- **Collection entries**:
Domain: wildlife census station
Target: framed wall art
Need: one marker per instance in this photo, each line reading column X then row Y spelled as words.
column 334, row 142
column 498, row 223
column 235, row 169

- **Objective**:
Return every one of the lines above verbatim, with no alteration.

- **Final result**:
Domain: wildlife census station
Target: framed wall art
Need: one marker per instance in this photo, each line reading column X then row Y spelled as words.
column 334, row 142
column 498, row 223
column 235, row 169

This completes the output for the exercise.